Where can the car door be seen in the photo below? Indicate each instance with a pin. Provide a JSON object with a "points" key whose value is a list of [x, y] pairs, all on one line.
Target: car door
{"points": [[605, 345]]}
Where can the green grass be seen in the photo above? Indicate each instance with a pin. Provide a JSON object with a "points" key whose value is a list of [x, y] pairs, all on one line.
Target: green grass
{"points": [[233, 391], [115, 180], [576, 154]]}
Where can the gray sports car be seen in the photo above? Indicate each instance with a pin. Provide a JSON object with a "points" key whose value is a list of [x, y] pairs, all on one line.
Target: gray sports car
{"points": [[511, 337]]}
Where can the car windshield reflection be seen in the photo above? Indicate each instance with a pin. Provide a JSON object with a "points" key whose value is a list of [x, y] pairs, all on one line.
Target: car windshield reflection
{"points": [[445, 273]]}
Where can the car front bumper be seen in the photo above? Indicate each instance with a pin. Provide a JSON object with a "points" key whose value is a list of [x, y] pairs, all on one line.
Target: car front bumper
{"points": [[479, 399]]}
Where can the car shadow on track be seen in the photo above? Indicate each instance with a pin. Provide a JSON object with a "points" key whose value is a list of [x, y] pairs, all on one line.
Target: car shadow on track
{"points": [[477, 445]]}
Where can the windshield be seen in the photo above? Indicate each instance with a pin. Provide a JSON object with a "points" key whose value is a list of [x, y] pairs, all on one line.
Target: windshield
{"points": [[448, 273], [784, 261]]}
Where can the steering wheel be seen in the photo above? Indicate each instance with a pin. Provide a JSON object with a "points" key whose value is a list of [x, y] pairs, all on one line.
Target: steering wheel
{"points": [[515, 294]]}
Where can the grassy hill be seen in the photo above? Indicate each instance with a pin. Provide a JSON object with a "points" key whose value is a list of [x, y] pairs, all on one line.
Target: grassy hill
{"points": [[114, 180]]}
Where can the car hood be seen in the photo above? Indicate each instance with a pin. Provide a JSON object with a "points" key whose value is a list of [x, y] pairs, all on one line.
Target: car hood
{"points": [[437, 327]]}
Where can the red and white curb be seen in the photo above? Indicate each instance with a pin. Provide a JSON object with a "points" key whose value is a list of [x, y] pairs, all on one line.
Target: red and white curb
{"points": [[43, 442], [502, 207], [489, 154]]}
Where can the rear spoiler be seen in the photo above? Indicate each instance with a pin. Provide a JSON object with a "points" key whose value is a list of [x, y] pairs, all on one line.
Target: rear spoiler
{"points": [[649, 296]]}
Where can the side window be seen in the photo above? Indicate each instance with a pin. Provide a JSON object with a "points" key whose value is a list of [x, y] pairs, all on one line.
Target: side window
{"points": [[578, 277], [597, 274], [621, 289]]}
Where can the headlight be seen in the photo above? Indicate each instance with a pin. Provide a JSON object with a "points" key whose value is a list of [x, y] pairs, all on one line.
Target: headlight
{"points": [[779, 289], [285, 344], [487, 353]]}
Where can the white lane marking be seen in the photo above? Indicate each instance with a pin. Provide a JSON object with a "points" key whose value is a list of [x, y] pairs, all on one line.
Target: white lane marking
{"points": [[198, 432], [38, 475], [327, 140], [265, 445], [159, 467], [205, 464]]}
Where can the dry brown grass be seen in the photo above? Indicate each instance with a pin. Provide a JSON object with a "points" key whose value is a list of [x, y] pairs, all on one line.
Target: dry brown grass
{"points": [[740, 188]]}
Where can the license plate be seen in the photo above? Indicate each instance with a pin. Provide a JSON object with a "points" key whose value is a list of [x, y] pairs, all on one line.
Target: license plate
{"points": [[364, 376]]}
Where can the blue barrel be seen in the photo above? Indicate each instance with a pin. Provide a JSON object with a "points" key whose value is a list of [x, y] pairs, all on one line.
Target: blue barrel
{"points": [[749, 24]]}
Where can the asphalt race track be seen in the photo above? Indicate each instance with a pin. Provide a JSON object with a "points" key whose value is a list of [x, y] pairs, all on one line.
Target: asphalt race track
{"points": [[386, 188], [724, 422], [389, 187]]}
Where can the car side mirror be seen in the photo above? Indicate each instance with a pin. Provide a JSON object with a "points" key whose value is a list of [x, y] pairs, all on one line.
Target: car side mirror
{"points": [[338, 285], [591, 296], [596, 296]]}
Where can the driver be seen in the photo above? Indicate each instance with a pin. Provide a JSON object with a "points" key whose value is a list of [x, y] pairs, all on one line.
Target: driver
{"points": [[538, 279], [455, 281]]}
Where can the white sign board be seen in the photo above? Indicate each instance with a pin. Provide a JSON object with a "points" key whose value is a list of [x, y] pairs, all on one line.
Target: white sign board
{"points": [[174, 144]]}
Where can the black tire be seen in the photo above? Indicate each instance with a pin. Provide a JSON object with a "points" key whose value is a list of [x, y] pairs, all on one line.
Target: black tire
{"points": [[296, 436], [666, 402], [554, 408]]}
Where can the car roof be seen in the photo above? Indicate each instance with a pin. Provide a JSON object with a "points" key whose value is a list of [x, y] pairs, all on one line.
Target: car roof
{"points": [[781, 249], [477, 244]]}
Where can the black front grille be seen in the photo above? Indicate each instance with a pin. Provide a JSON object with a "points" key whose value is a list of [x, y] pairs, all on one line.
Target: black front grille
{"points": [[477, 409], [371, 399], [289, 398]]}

**WHAT TO PRODUCE**
Convert the lines above, from the one containing "Where can the white sign" through the final line of the items, both included, into a JSON list of strings with one string per line and no blank lines.

**PROBLEM SOLUTION**
[
  "Where can the white sign board be seen in the photo above? Indicate each instance with a pin. Provide a JSON object with a \"points\" key whose value is a list of [x, y] pairs, all on one line.",
  "Target: white sign board",
  "{\"points\": [[174, 144]]}",
  "Where can the black tire be seen in the photo above? Indicate each instance with a pin. Provide a JSON object with a \"points\" key whose value is a list of [x, y] pairs, all on one line.",
  "Target: black tire",
  "{\"points\": [[296, 436], [666, 402], [554, 408]]}",
  "Where can the car roof be seen in the photo above? Indicate each instance with a pin. Provide a JSON object with a \"points\" key whose value is a list of [x, y] pairs, all on one line.",
  "Target: car roof",
  "{\"points\": [[781, 249], [477, 244]]}",
  "Where can the black front grille be seen in the photo above? Indicate each instance with a pin. Provide a JSON object with a \"points\" key whose value is a list of [x, y] pairs, all on one line.",
  "Target: black front grille",
  "{\"points\": [[477, 409], [371, 399], [289, 398]]}"
]